_CHALLENGE_
Reproduce the lines of every row below as a numbered list, skipping blank lines. Leave the pictures out.

++++ ENTRIES SHOWN ++++

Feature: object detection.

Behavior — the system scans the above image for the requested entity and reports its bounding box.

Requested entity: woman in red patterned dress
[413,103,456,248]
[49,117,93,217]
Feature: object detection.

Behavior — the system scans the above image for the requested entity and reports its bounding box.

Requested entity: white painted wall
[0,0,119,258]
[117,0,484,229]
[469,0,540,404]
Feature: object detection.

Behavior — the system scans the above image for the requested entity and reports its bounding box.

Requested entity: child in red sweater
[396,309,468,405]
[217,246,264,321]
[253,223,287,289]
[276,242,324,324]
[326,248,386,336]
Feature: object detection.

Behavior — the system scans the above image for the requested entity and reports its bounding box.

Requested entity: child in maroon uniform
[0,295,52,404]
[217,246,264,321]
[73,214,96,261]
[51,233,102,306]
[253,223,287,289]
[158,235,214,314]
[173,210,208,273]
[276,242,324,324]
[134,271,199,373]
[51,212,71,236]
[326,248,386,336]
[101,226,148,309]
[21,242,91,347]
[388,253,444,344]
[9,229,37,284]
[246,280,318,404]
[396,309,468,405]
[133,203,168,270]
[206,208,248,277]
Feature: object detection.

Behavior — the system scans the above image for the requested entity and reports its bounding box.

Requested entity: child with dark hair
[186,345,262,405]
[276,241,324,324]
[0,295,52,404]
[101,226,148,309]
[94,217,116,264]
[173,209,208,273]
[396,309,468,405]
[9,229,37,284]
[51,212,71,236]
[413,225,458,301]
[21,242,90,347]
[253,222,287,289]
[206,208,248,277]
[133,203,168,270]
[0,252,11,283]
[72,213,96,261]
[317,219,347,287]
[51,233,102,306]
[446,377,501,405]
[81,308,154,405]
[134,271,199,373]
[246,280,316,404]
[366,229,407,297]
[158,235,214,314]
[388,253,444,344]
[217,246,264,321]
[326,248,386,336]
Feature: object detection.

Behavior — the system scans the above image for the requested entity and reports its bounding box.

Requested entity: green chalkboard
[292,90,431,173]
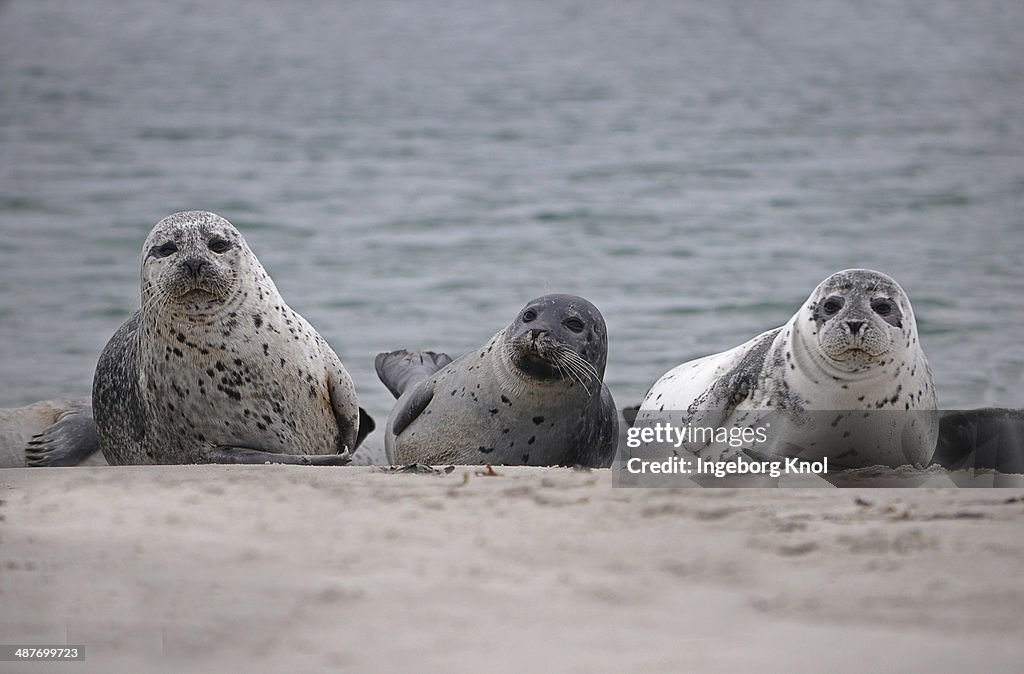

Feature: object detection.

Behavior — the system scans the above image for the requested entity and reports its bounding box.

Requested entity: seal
[638,269,938,467]
[0,397,105,468]
[376,294,618,467]
[86,211,359,465]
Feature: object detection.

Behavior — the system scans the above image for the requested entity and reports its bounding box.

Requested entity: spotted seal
[376,294,618,466]
[71,211,359,465]
[638,269,938,467]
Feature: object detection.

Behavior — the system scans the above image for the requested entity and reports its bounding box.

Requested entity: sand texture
[0,466,1024,672]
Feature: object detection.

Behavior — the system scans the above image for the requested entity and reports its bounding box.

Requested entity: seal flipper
[203,446,352,466]
[374,349,452,397]
[355,408,377,447]
[25,397,99,467]
[391,379,435,436]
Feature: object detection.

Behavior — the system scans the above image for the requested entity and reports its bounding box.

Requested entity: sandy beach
[0,466,1024,672]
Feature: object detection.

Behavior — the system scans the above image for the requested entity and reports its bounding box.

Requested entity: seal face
[640,269,938,467]
[93,211,359,464]
[377,294,618,466]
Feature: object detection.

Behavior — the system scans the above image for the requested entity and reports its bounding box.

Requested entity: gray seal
[86,211,359,465]
[376,294,618,467]
[638,269,938,467]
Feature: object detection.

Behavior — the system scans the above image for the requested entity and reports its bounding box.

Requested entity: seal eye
[208,238,231,254]
[821,297,843,315]
[565,319,585,332]
[156,241,178,257]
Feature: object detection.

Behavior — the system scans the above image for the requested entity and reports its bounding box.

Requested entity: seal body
[638,269,938,467]
[92,211,359,464]
[377,294,618,466]
[0,397,105,468]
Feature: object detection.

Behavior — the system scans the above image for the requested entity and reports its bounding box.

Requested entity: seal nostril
[181,257,206,277]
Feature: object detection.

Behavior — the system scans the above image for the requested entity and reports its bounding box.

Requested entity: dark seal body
[377,295,618,467]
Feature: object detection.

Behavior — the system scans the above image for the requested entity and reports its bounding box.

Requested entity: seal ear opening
[374,349,452,397]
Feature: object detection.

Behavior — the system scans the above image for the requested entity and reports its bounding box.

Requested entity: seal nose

++++

_OUTPUT OF THE EXERCISE_
1. Feature: object detection.
2. Behavior — the system scans the above image for the requested entity and reports its bounding box.
3. Requested entity: woman in red patterned dress
4. [413,103,456,248]
5. [49,117,93,217]
6. Feature: object detection.
7. Behavior — the system scans the above image for the requested entity and reports its bounding box.
8. Requested entity: white painted wall
9. [0,0,119,258]
10. [117,0,484,229]
11. [469,0,540,404]
12. Feature: object detection.
13. Behavior — the system scans the above image for the requested entity and reports its bounding box.
14. Requested entity: child in red sweater
15. [396,309,468,405]
16. [217,246,264,321]
17. [253,223,287,289]
18. [276,242,324,324]
19. [326,248,386,336]
20. Feature: object detection.
21. Behavior — the system scans the above image for the requested entity and reports its bounding box.
22. Requested entity: child in maroon uniform
23. [0,295,52,404]
24. [217,246,264,321]
25. [73,214,96,261]
26. [51,233,102,306]
27. [253,223,287,289]
28. [158,235,214,314]
29. [173,210,208,273]
30. [276,242,324,324]
31. [134,271,199,373]
32. [51,212,71,236]
33. [326,248,386,336]
34. [101,226,148,309]
35. [21,242,91,347]
36. [388,253,444,344]
37. [9,229,37,284]
38. [246,280,318,404]
39. [396,309,468,405]
40. [133,203,168,270]
41. [206,208,248,277]
42. Feature: object detection.
43. Behavior — the system scans the above image for the requested entity and reports its bounding box.
44. Requested entity: child with dark hair
45. [186,345,262,405]
46. [276,241,324,324]
47. [0,295,52,404]
48. [101,226,148,309]
49. [94,217,116,264]
50. [173,209,208,273]
51. [396,309,468,405]
52. [9,229,37,284]
53. [51,212,71,236]
54. [413,225,458,301]
55. [21,242,90,347]
56. [253,222,287,289]
57. [206,208,248,277]
58. [133,203,168,270]
59. [0,252,11,283]
60. [72,213,96,261]
61. [317,219,347,287]
62. [51,233,102,306]
63. [446,377,501,405]
64. [81,308,154,405]
65. [134,271,199,373]
66. [246,280,316,404]
67. [366,229,407,297]
68. [158,235,214,314]
69. [388,253,444,344]
70. [217,246,264,321]
71. [326,248,386,336]
72. Feature: object detection.
73. Behavior — the system scans the above image for the requested entity and reports its bounding box.
74. Requested entity: green chalkboard
75. [292,90,431,173]
76. Feature: object detection.
77. Behavior — the system scans the above image for the requested entity and reports its bounding box.
78. Requested entity: seal
79. [638,269,938,467]
80. [0,397,105,468]
81. [376,294,618,467]
82. [86,211,359,465]
83. Feature: object detection.
84. Behavior — the system scans the above image for the requested entity and reports its bounding box.
85. Requested entity: spotted seal
86. [376,294,618,466]
87. [71,211,359,465]
88. [638,269,938,467]
89. Feature: object detection.
90. Behavior — the system scans the above image for the requested entity and reports its bounding box.
91. Requested entity: sand texture
92. [0,466,1024,672]
93. Feature: object detection.
94. Behavior — the system scans the above image for the requested entity and reports its bounding box.
95. Requested entity: seal flipper
96. [203,446,352,466]
97. [374,349,452,397]
98. [355,408,377,447]
99. [25,397,99,467]
100. [391,379,435,436]
101. Feature: object detection.
102. Behavior — the system scans the above image for the requested entity and reports its bounding box.
103. Requested entity: sandy beach
104. [0,466,1024,672]
105. Feature: object detection.
106. Behavior — the system scans the above image for the requested entity and reports its bounding box.
107. Requested entity: seal face
108. [640,269,938,467]
109. [93,211,359,464]
110. [377,294,618,466]
111. Feature: object detection.
112. Behavior — the system scans the above image for the requested entity and reports its bounding box.
113. Requested entity: gray seal
114. [86,211,359,465]
115. [376,294,618,467]
116. [638,269,938,467]
117. Feature: object detection.
118. Behavior — the system scans the above image for the requested entity and reports its bounding box.
119. Requested entity: seal eye
120. [208,238,231,254]
121. [821,297,843,315]
122. [565,319,585,332]
123. [156,241,178,257]
124. Feature: object detection.
125. Behavior — the system scans the above image for the requested entity and reports its bounding box.
126. Requested entity: seal body
127. [638,269,938,467]
128. [92,211,359,464]
129. [377,294,618,466]
130. [0,397,105,468]
131. Feature: object detection.
132. Behavior — the system scans the above image for the requested entity and reports its bounding box.
133. Requested entity: seal nostril
134. [181,257,206,277]
135. Feature: object detection.
136. Behavior — the system scans the above image for the requested entity and reports its bounding box.
137. Requested entity: dark seal body
138. [377,295,618,467]
139. Feature: object detection.
140. Behavior — the system scans the above image for the requested entity and reports its bounding box.
141. Requested entity: seal ear opening
142. [374,349,452,397]
143. Feature: object detection.
144. Behavior — the system scans the above image for the requested entity and reports its bounding box.
145. Requested entity: seal nose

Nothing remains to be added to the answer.